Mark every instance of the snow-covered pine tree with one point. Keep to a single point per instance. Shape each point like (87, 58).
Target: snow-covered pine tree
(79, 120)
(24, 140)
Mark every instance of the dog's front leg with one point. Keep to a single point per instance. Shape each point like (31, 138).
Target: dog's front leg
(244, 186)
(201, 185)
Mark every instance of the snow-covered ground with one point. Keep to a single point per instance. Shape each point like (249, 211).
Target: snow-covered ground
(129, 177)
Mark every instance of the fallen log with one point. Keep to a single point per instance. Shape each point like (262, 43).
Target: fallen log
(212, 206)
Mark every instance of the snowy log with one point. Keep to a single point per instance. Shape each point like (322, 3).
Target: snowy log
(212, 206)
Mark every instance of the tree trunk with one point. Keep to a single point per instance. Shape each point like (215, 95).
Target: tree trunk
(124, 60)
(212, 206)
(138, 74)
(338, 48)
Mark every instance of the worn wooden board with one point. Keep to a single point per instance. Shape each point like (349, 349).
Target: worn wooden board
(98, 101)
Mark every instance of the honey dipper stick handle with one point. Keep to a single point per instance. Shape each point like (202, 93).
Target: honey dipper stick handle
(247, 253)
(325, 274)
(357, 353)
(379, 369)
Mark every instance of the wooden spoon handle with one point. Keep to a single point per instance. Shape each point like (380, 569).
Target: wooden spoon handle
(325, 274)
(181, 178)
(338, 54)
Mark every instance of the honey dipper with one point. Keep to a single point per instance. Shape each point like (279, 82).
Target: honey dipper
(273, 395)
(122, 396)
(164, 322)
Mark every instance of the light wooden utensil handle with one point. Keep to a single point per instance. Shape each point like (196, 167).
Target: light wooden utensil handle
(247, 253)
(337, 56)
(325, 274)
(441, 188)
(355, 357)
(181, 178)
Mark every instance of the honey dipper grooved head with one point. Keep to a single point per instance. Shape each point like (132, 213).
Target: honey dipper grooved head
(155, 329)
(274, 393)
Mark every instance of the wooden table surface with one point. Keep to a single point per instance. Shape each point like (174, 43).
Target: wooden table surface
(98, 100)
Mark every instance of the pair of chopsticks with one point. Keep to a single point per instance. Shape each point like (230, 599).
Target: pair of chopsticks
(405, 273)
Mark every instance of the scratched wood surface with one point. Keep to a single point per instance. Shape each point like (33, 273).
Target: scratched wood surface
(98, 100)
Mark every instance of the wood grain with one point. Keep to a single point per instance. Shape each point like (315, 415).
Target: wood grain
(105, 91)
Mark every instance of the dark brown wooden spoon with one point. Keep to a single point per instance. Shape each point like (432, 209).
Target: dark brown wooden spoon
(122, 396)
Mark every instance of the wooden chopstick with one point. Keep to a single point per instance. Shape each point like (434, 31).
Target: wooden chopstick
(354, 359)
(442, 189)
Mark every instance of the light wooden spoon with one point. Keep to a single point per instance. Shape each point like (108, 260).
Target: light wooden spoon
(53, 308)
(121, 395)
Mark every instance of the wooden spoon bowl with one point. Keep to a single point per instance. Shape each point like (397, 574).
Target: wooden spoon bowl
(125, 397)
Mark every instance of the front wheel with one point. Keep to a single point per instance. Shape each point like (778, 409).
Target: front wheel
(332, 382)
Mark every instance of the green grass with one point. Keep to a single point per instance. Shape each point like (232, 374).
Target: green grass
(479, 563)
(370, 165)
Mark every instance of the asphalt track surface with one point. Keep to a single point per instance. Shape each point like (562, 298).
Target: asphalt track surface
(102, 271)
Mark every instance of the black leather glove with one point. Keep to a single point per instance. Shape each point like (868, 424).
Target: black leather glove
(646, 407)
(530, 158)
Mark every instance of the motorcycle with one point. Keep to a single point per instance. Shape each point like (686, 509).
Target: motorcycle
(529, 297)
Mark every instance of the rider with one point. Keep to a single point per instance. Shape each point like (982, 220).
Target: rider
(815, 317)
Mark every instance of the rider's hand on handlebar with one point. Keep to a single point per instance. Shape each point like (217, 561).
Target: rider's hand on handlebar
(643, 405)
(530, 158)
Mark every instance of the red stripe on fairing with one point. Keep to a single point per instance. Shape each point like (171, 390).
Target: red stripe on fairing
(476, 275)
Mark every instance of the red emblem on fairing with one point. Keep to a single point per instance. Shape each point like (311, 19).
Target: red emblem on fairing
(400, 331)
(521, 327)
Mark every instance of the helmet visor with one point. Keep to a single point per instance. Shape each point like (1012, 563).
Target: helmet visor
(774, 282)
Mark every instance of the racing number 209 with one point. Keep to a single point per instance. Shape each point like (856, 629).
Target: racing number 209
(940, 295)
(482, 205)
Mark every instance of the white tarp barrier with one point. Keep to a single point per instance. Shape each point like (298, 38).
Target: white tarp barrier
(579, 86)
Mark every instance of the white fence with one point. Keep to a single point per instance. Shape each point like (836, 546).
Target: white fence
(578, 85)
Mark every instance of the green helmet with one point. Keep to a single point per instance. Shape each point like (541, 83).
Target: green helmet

__REQUIREMENT__.
Write out the full listing without altering anything.

__SOLUTION FOR THIS EXERCISE__.
Mark every instance of the snow-covered pine tree with one point. Keep to a single point per instance. Shape each point like (87, 58).
Target: snow-covered pine tree
(79, 120)
(24, 140)
Mark every instance of the dog's front leg with one point. Keep to a single point per instance. Shape each point like (31, 138).
Target: dog's front leg
(244, 186)
(201, 185)
Mark every instance of the snow-covered ground with one point. Keep to a single point per instance. Shape each point like (249, 211).
Target: snow-covered ground
(129, 177)
Mark every instance of the fallen log with one point. Keep to a single point per instance. Shape each point like (262, 43).
Target: fallen log
(212, 206)
Mark every instance of the snowy log with one point. Keep to a single point per instance. Shape each point like (322, 3).
Target: snowy log
(212, 206)
Mark every instance of the tree trunk with one point. Keep to a single point per instance. Shape each point like (215, 95).
Target: tree trunk
(124, 60)
(212, 206)
(138, 74)
(338, 48)
Mark every instance of the worn wooden board with one point. Keep to a single point per instance. Shape each point like (349, 349).
Target: worn wooden board
(98, 101)
Mark every instance of the honey dipper stick handle with one point. Keep to a single point per instance. Shape each point like (202, 93).
Target: honey dipper stick handle
(247, 253)
(325, 274)
(357, 353)
(379, 369)
Mark every instance of the wooden spoon handle with one point. Keep to a single point per instance. Shape each point like (380, 569).
Target: wooden spoon handle
(325, 274)
(181, 178)
(338, 54)
Mark every instance of the honey dipper with one point. Keep to a single point per instance. Shape each point like (279, 82).
Target: honey dipper
(273, 395)
(122, 396)
(164, 322)
Mark every instance of the light wooden utensil handle with one point. Keep to a single point per instance. Shape each point like (196, 167).
Target: light wooden utensil handle
(247, 253)
(337, 56)
(325, 274)
(441, 188)
(355, 357)
(181, 178)
Mark every instance of the honey dipper grooved head with one point. Keep to a single point per instance. Shape each point like (132, 213).
Target: honey dipper grooved head
(155, 329)
(274, 393)
Mark every instance of the wooden table surface with one point. Keep to a single point per instance. Shape each point like (174, 43).
Target: wooden table surface
(98, 100)
Mark every instance of the pair of chopsticks with one point. Keep to a single point per instance. Shape each point like (230, 599).
Target: pair of chopsticks
(405, 273)
Mark every instance of the scratched wood surface with one point. Keep to a single point per instance. Shape each point like (33, 273).
Target: scratched wood surface
(98, 100)
Mark every instance of the wood grain with one point. Keep to a single point per instance. Shape each point like (315, 415).
Target: wood grain
(105, 91)
Mark every instance of the dark brown wooden spoon with one point. Keep to a single point per instance. Shape each point like (432, 209).
Target: dark brown wooden spoon
(122, 396)
Mark every instance of the wooden chopstick with one point. Keep to a single point per instance. Shape each point like (434, 31).
Target: wooden chopstick
(354, 359)
(442, 189)
Mark every instance of the light wooden spoon with one point. Keep to a single point per instance. Shape each point like (108, 260).
Target: light wooden spoon
(53, 308)
(121, 395)
Mark every instance of the wooden spoon bowl with one point. Keep to a single point per instance. Shape each point like (397, 574).
Target: wooden spoon bowl
(125, 397)
Mark every instance of the front wheel with one point. Keep to a single point per instance. Shape each point like (778, 409).
Target: front wheel
(332, 382)
Mark every instance of the green grass with one point. Keep to a single point per instance. Shape each point like (232, 374).
Target: green grass
(479, 563)
(370, 165)
Mark every instance of the asphalt track surface with one point. Keep to a single point per instance. Shape each point like (562, 298).
Target: asphalt track surface
(102, 271)
Mark every instance of the black leather glove with one point. Keep to a single point per instance. Shape each point like (868, 424).
Target: black leather glove
(646, 407)
(530, 158)
Mark every instance of the motorcycle with one point. Keep to a single point per instance. Shape each point like (686, 509).
Target: motorcycle
(529, 297)
Mark every instance of the rider with one point. Keep to a single point per instance. Shape each point like (982, 220).
Target: rider
(815, 317)
Mark every instance of the rider's hand on handlebar with one point. Keep to a single point per instance. Shape each point like (217, 561).
Target: rider's hand on handlebar
(643, 405)
(530, 158)
Mark every instance of the red stripe on fairing with one point. Keep to a single point per instance. Shape each point like (171, 390).
Target: red stripe on fairing
(476, 275)
Mark every instance of the red emblem on fairing with one point. Keep to a single point per instance. Shape each point like (311, 19).
Target: red emblem on fairing
(400, 331)
(521, 327)
Mark every instance of the helmet visor with one point. Keep to a single point per instance. Shape each point like (1012, 563).
Target: helmet visor
(774, 282)
Mark every instance of the racing number 209 with one point. Keep to a single point per instance. Shape each point like (856, 629).
Target: racing number 209
(940, 295)
(482, 205)
Mark every instance of the white tarp barrier with one point. Keep to a single point per instance. Shape each point like (298, 38).
Target: white tarp barrier
(579, 86)
Mark every instance of the white fence with one point. Keep to a single point per instance. Shape each point like (836, 546).
Target: white fence
(578, 85)
Mark every instance of the green helmet with one point. Keep to a single point per instance. Shape each point like (541, 83).
Target: green helmet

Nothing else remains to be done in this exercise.